Required work: Reproduce verbatim the passage of the retirement fund article below that runs between "Q1 What’s the" and "keep equities volatile.", inclusive.

Document excerpt:
+ + + + + + +
Issue: December 08/February 09
Four questions you should ask about your retirement fund assets right now
Executive General Manager
Old Mutual Corporate
South Africans are facing what could prove to be the most difficult investment conditions in many years with disposable incomes under pressure, highly uncertain local and global political and economic conditions and significant financial market volatility.
This has left many retirement fund trustees and members with questions as to how to protect their pension fund assets. Seelan Gobalsamy, Executive General Manager at Old Mutual Corporate, one of South Africa’s leading providers of pension fund solutions, answers some of these questions.
Q1 What’s the outlook for the rest of 2008?
Peter Brooke, head of Macro Strategy Investments at Old Mutual Investment Group SA, has been cautioning investors for some time now to temper their return expectations from equities following the phenomenal bull run of the last four years. In the long run equities remain his favourite asset class, however in the short term markets are typically volatile and the uncertain global economic outlook will keep equities volatile.
For the short term Peter has positioned the funds he manages defensively to deal with the uncertain environment by increasing cash levels and reducing equity holdings. With a focus on asset allocation, the Macro Strategy boutique is well-placed to benefit from market volatility, which can and often does present opportunities to purchase non-cash assets at attractive valuations.
Q2 Should retirement fund trustees and members be reviewing the investment strategy and options underlying their fund, given the current market conditions?
Retirement fund trustees are obligated to seek investment vehicles that meet the needs of the general membership and generate favourable returns on retirement savings without exposure to excessive risk. Current market conditions however are presenting significant volatility risk, with erratic returns being witnessed.
+ + + + + + +
Data rows:

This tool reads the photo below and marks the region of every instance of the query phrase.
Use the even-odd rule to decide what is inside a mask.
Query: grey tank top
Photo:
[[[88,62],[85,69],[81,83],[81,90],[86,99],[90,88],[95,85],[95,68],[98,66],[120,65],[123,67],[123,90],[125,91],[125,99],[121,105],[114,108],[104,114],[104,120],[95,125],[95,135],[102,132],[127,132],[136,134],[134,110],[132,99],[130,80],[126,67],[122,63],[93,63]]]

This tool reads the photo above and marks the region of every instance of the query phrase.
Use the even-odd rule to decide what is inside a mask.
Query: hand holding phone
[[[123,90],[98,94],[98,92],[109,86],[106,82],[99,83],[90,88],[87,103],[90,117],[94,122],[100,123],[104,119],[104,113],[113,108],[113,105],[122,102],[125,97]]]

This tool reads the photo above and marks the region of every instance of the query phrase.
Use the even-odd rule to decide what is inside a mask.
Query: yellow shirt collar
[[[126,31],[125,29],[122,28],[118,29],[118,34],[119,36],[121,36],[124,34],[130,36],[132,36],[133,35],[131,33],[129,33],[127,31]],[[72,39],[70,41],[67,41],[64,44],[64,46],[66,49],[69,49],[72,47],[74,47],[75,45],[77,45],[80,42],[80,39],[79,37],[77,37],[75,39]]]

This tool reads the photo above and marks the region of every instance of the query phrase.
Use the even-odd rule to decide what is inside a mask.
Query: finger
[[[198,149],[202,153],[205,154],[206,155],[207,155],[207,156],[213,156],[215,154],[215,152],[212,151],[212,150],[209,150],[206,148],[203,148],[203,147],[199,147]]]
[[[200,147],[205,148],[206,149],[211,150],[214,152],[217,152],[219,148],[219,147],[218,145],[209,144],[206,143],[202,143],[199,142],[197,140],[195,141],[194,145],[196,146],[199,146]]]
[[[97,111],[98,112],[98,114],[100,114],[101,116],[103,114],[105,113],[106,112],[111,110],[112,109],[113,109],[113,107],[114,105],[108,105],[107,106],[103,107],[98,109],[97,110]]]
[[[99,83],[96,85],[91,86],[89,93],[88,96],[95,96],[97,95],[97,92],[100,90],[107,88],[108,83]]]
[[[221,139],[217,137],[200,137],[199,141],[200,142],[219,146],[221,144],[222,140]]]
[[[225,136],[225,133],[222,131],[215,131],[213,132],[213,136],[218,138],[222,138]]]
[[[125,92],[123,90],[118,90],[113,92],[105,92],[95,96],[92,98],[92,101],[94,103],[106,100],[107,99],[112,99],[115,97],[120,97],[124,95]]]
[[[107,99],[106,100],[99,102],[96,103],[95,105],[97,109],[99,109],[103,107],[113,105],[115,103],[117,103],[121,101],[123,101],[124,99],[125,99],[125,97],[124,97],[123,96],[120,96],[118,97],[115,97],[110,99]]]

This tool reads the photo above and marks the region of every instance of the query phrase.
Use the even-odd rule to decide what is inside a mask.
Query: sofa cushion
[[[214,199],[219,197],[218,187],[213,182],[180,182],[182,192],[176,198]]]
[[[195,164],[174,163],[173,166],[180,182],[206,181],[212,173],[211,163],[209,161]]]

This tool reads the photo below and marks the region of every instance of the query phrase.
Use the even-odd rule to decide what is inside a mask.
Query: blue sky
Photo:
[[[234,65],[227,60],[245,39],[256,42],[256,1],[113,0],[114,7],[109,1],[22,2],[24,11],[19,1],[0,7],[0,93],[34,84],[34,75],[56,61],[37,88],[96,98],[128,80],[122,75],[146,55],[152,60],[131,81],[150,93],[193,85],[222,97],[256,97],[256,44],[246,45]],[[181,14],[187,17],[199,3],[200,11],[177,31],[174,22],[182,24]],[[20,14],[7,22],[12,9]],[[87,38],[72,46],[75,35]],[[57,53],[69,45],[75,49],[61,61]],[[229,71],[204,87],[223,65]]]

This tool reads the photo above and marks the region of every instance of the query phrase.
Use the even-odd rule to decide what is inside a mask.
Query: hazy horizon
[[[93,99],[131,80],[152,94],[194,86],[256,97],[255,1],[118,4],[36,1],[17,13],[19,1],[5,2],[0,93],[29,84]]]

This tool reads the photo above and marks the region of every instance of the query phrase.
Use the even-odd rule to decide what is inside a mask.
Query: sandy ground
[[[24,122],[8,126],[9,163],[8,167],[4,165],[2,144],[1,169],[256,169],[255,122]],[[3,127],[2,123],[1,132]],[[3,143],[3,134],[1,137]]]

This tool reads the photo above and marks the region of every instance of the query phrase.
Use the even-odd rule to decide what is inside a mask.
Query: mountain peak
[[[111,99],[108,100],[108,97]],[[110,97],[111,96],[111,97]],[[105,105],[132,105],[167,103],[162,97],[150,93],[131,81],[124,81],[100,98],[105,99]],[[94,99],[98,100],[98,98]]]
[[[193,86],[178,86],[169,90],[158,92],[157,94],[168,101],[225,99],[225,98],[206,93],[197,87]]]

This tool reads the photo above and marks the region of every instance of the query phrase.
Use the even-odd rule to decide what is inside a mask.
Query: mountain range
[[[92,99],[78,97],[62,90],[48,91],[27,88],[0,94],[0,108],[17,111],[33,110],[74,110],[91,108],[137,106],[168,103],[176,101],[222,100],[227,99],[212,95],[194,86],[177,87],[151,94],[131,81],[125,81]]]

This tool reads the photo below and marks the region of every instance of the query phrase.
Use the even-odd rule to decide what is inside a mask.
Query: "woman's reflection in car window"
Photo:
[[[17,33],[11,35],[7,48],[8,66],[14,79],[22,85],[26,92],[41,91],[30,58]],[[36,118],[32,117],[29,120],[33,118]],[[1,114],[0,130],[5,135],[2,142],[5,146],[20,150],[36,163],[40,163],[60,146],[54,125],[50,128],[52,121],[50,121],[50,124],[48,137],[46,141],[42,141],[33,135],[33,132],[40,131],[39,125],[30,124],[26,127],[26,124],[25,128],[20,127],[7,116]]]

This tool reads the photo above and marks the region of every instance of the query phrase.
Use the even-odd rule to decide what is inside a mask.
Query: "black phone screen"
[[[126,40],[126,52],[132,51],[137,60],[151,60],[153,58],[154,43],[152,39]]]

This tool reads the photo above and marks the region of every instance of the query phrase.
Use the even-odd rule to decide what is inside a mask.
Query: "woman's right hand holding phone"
+ + + + + + +
Written solution:
Q1 What’s the outlook for the rest of 2008?
Peter Brooke, head of Macro Strategy Investments at Old Mutual Investment Group SA, has been cautioning investors for some time now to temper their return expectations from equities following the phenomenal bull run of the last four years. In the long run equities remain his favourite asset class, however in the short term markets are typically volatile and the uncertain global economic outlook will keep equities volatile.